* TEXTAUSZUG *
········
Von Sergei Sawtschuk
Die modernen Medien sind so organisiert, dass sie immer die "heißesten" Nachrichten aufgreifen. Diese Tradition drängt manchmal wirklich wichtige Ereignisse an den Rand, die von den "gehypten" Themen überschattet werden. Dies gilt ganz besonders für Nachrichten vom Weltmarkt für landwirtschaftliche Erzeugnisse. Die Kriege, Skandale und Intrigen, die sich dort abspielen, würden es ohne weiteres mit jedem Krimi-Bestseller aufnehmen können – nur mit dem Unterschied, dass die Ernährung im Prinzip die Grundlage der menschlichen Existenz war, ist und bleibt.
Die westliche Presse schreibt unter Berufung auf einschlägige Quellen, dass in diesem Jahr in Russland mit einem Rückgang der Weizenernte um dreieinhalb Millionen Tonnen auf allerdings insgesamt 89,6 Millionen zu rechnen ist. Sie berichten auch mit offensichtlicher Besorgnis, dass die Weltvorräte an Weizen und anderen Getreidesorten bis Ende April auf einen Negativrekord für die letzten zehn Jahre gefallen sind, die Kosten für einen Scheffel sehr hoch sind und in absehbarer Zeit nicht sinken würden.
········
* GEGEBENES MATERIAL *
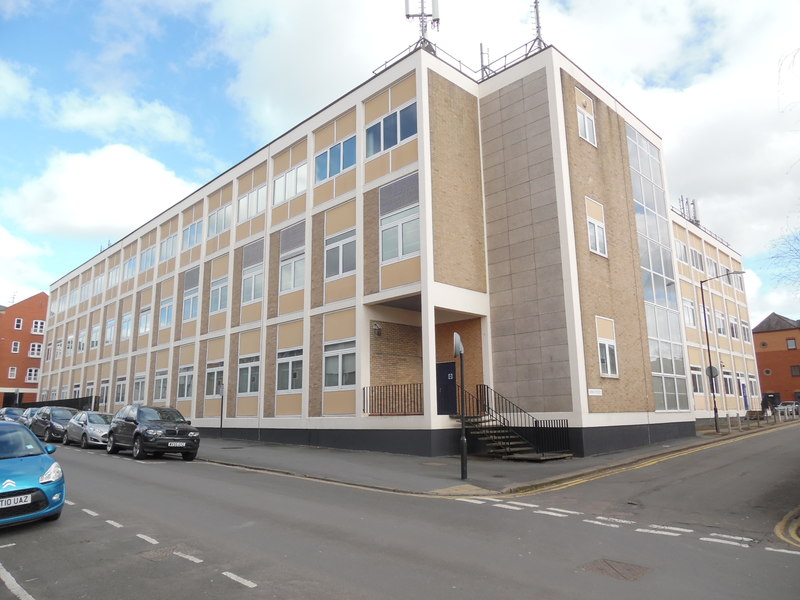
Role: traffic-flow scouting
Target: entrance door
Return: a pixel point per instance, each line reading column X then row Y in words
column 446, row 403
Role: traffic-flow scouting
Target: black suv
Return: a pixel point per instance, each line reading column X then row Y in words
column 152, row 429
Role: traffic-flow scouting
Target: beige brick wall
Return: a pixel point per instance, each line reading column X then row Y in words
column 459, row 250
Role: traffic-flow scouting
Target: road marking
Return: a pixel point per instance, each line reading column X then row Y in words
column 547, row 512
column 507, row 507
column 728, row 542
column 564, row 510
column 600, row 523
column 147, row 539
column 13, row 586
column 238, row 579
column 613, row 520
column 658, row 532
column 194, row 559
column 782, row 550
column 678, row 529
column 732, row 537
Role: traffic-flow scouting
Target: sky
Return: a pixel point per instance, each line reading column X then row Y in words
column 112, row 111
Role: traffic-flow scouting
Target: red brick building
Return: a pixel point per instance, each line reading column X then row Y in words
column 776, row 339
column 21, row 339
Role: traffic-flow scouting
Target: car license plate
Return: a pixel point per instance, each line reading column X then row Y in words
column 15, row 501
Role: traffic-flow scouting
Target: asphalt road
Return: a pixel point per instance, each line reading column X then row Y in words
column 696, row 526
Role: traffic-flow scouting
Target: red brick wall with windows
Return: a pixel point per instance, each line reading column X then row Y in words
column 25, row 313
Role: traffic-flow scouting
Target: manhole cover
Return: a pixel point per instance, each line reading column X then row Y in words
column 617, row 569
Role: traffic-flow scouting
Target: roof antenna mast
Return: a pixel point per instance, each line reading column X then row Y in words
column 423, row 17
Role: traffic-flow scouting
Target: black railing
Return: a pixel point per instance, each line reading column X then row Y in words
column 394, row 400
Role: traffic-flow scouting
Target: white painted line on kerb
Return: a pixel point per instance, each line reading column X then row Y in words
column 600, row 523
column 507, row 507
column 614, row 520
column 735, row 538
column 782, row 550
column 13, row 586
column 565, row 511
column 238, row 579
column 658, row 532
column 728, row 542
column 678, row 529
column 147, row 539
column 194, row 559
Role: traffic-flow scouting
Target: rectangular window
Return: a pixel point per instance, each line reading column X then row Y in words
column 148, row 259
column 292, row 273
column 392, row 129
column 220, row 220
column 186, row 383
column 248, row 375
column 145, row 321
column 252, row 203
column 290, row 371
column 289, row 184
column 165, row 314
column 340, row 254
column 219, row 295
column 400, row 234
column 597, row 237
column 335, row 160
column 167, row 248
column 340, row 365
column 192, row 235
column 125, row 327
column 160, row 386
column 129, row 268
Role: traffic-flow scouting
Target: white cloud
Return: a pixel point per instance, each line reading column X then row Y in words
column 110, row 116
column 105, row 193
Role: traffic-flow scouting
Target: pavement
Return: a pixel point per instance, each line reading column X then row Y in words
column 440, row 475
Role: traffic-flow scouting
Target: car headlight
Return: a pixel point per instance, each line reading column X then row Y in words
column 52, row 474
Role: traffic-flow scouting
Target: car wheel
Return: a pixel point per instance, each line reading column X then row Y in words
column 111, row 447
column 138, row 451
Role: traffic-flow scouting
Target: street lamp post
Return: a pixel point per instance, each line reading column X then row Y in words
column 712, row 371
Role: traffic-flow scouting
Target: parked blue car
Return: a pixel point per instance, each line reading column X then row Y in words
column 31, row 482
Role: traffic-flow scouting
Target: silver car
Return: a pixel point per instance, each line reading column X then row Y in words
column 88, row 428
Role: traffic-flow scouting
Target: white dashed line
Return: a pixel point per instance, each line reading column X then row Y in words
column 238, row 579
column 147, row 539
column 728, row 542
column 600, row 523
column 194, row 559
column 658, row 532
column 547, row 512
column 564, row 510
column 678, row 529
column 782, row 550
column 507, row 507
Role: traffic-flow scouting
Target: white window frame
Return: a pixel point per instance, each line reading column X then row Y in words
column 338, row 351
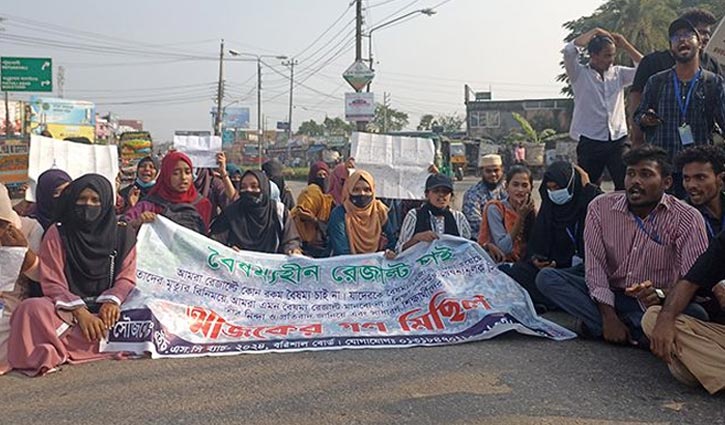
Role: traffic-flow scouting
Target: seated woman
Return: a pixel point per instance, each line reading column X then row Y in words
column 87, row 268
column 175, row 197
column 360, row 225
column 313, row 211
column 255, row 222
column 146, row 172
column 435, row 217
column 507, row 224
column 557, row 238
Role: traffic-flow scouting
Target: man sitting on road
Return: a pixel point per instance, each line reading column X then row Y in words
column 694, row 350
column 637, row 243
column 491, row 187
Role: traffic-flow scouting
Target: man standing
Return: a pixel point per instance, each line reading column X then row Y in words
column 599, row 122
column 637, row 243
column 490, row 187
column 703, row 171
column 662, row 60
column 680, row 106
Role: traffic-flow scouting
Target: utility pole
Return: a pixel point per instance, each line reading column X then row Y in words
column 220, row 92
column 291, row 63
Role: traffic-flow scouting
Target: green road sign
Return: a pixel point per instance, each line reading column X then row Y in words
column 26, row 74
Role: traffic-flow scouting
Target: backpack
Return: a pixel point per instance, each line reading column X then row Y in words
column 184, row 215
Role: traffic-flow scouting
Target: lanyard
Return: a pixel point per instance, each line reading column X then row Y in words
column 652, row 234
column 678, row 94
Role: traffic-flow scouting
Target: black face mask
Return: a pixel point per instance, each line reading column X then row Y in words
column 87, row 213
column 250, row 199
column 361, row 201
column 323, row 182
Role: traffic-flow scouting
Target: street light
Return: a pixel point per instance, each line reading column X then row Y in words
column 259, row 93
column 426, row 11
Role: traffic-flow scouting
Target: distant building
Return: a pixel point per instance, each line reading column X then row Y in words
column 492, row 119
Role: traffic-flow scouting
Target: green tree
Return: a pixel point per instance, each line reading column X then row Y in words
column 387, row 119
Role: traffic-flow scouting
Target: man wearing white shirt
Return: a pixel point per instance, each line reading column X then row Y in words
column 599, row 123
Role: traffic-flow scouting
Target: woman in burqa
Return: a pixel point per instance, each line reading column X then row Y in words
column 88, row 268
column 557, row 239
column 255, row 222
········
* AUFGABENSTELLUNG *
Schreib aus dem Text über den Getreidemarkt alles von „Die westliche Presse“ bis hinunter zu „nicht sinken würden.“ noch einmal ab und tausch dabei „Russland“ gegen „Kanada“ aus.

* ANTWORT DAZU *
Die westliche Presse schreibt unter Berufung auf einschlägige Quellen, dass in diesem Jahr in Kanada mit einem Rückgang der Weizenernte um dreieinhalb Millionen Tonnen auf allerdings insgesamt 89,6 Millionen zu rechnen ist. Sie berichten auch mit offensichtlicher Besorgnis, dass die Weltvorräte an Weizen und anderen Getreidesorten bis Ende April auf einen Negativrekord für die letzten zehn Jahre gefallen sind, die Kosten für einen Scheffel sehr hoch sind und in absehbarer Zeit nicht sinken würden.